== Supplied material

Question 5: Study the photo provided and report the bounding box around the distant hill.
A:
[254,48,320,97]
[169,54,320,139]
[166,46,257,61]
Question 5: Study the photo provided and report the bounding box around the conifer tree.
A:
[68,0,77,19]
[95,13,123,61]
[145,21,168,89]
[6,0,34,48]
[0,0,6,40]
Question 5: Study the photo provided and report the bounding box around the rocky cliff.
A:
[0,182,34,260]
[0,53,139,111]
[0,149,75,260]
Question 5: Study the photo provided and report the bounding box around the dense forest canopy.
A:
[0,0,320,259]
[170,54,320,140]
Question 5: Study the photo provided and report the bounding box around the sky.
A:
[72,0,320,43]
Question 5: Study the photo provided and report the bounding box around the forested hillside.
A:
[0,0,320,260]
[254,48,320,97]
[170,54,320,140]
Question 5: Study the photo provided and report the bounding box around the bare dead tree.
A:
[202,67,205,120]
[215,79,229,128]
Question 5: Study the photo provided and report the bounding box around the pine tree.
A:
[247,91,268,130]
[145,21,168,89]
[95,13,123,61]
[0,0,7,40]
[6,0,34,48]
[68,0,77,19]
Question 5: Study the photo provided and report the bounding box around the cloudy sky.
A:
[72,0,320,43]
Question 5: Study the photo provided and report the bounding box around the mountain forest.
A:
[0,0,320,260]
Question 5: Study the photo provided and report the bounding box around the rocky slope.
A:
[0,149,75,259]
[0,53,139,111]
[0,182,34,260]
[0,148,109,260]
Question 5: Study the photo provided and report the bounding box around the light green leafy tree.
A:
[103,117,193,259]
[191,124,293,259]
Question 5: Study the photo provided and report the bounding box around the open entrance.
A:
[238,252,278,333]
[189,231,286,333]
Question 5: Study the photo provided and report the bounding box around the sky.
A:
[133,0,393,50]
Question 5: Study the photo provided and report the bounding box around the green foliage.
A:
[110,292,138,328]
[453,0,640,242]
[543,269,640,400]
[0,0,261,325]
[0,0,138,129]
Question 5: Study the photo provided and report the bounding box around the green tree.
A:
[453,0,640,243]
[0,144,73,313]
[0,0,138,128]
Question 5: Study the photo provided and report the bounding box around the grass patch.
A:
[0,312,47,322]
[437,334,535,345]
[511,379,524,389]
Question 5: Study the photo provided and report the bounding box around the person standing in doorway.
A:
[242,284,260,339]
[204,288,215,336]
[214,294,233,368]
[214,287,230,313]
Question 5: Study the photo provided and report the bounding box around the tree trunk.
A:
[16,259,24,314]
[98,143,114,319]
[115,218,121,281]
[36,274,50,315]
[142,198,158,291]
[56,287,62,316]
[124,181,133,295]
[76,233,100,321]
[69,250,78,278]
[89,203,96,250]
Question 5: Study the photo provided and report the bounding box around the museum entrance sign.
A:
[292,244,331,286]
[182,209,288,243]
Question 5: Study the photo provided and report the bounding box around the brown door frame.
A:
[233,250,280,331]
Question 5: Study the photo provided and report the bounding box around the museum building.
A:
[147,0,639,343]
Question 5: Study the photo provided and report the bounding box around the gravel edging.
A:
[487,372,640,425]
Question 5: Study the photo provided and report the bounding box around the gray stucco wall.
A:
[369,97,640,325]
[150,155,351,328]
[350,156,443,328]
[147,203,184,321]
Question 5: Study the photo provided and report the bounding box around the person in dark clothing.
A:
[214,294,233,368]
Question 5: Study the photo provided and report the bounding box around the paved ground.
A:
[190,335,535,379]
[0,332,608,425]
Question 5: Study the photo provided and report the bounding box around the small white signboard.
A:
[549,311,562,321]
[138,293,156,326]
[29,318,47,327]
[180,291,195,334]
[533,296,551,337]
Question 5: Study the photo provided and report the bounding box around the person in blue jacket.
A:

====

Work to be completed – Count the lines in the material above that contain the string "entrance", and give only the number.

The completed task – 2